== Provided data ==

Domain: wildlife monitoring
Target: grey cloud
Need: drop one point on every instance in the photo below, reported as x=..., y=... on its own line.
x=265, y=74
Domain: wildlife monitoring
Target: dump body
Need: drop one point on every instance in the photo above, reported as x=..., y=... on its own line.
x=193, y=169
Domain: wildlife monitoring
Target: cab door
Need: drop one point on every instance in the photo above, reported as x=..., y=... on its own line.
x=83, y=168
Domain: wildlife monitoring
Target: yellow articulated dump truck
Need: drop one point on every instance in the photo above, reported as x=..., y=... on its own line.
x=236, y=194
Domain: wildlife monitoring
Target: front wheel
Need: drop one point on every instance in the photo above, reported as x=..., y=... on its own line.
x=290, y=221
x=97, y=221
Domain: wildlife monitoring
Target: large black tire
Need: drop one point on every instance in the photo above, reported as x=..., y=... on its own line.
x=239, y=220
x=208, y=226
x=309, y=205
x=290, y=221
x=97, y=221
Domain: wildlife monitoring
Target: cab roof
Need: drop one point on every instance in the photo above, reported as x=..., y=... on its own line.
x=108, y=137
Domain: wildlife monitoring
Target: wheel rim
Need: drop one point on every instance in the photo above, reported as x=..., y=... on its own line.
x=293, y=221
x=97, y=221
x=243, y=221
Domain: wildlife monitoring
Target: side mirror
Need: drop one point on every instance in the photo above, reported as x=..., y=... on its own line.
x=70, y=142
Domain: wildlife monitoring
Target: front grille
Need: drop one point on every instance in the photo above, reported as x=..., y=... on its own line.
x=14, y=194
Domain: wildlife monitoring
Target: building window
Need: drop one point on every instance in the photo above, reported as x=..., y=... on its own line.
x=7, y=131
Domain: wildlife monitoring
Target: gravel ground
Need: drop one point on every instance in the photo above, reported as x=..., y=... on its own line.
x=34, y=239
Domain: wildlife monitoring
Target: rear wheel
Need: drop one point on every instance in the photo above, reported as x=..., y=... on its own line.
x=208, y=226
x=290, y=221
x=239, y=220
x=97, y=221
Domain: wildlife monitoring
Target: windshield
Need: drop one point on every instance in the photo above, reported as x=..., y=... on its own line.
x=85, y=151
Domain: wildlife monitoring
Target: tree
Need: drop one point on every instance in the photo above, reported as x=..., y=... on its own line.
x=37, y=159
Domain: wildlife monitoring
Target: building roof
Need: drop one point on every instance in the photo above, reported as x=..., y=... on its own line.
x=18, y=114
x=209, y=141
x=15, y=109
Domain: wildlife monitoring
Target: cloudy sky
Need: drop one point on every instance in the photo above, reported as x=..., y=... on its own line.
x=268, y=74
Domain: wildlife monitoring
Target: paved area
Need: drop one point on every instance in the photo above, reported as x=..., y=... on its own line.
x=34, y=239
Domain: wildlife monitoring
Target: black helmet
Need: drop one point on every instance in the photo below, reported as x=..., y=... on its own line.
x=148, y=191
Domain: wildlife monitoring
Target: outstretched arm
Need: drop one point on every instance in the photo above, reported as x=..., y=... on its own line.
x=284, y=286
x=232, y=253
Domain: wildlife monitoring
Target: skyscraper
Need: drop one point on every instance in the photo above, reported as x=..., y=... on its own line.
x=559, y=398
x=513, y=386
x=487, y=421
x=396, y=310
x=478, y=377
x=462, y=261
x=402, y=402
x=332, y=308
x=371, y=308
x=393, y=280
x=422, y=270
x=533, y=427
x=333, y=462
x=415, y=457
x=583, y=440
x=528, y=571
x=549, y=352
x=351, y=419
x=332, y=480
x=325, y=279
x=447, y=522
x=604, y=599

===

> [Objective]: Select every line of the items above that contains the word "wheel", treating uppercase and lowercase as different.

> [Reply]:
Target: front wheel
Target: wheel rim
Target: rear wheel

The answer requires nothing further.